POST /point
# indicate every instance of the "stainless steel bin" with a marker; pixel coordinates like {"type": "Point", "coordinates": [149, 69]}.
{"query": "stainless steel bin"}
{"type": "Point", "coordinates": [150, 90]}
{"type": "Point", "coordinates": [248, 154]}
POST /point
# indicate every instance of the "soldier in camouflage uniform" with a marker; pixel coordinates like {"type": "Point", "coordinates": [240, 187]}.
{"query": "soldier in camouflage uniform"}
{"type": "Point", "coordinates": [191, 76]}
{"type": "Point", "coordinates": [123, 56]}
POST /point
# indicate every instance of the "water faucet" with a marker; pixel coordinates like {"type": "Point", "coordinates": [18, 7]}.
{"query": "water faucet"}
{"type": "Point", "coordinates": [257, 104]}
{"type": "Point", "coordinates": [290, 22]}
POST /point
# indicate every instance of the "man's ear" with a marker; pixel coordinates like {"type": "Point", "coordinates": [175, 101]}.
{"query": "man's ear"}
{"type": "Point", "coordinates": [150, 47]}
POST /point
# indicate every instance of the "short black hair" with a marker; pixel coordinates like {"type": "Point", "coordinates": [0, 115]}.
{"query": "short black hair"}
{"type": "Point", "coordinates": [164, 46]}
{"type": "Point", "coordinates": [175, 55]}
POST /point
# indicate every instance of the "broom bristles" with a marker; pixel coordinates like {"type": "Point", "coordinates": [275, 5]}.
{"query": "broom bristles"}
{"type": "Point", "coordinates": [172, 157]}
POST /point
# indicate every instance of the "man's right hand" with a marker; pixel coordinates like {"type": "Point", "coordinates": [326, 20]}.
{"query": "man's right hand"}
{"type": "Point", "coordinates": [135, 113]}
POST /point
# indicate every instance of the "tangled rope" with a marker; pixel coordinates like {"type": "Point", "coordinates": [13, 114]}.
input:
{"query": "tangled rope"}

_TASK DESCRIPTION:_ Can you write out every line of all the entries above again, requests included, scaling only the point coordinates in the answers by 1.1 and rounding each to a whole number, with halves rounded up? Leave the numbers in the requests and their format samples unchanged.

_TASK RESPONSE:_
POST /point
# indicate every instance of the "stainless steel bin" with a marker; pixel coordinates like {"type": "Point", "coordinates": [149, 69]}.
{"query": "stainless steel bin"}
{"type": "Point", "coordinates": [165, 99]}
{"type": "Point", "coordinates": [273, 169]}
POST /point
# indicate every instance of the "soldier in camouflage uniform" with a marker; pixel coordinates like {"type": "Point", "coordinates": [240, 187]}.
{"query": "soldier in camouflage uniform"}
{"type": "Point", "coordinates": [210, 84]}
{"type": "Point", "coordinates": [135, 62]}
POST /point
# indicate every instance of the "water faucet" with a marker; pixel coordinates like {"type": "Point", "coordinates": [18, 7]}.
{"query": "water faucet"}
{"type": "Point", "coordinates": [283, 114]}
{"type": "Point", "coordinates": [319, 24]}
POST /point
# indicate every instance of the "man's ear" with a marker; pixel coordinates like {"type": "Point", "coordinates": [175, 101]}.
{"query": "man's ear"}
{"type": "Point", "coordinates": [165, 52]}
POST /point
# indicate every instance of the "short black hair" with a marker; pixel coordinates like {"type": "Point", "coordinates": [0, 115]}.
{"query": "short black hair"}
{"type": "Point", "coordinates": [180, 51]}
{"type": "Point", "coordinates": [193, 61]}
POST /point
# indicate every instance of the "broom bristles" with a marker; pixel coordinates like {"type": "Point", "coordinates": [275, 5]}.
{"query": "broom bristles"}
{"type": "Point", "coordinates": [189, 173]}
POST /point
# indicate every instance of the "man's right hand" with a marker; pixel coordinates like {"type": "Point", "coordinates": [326, 20]}.
{"query": "man's right hand"}
{"type": "Point", "coordinates": [149, 124]}
POST /point
# indicate every instance of the "tangled rope" with a marker; pixel coordinates like {"type": "Point", "coordinates": [13, 114]}.
input:
{"query": "tangled rope"}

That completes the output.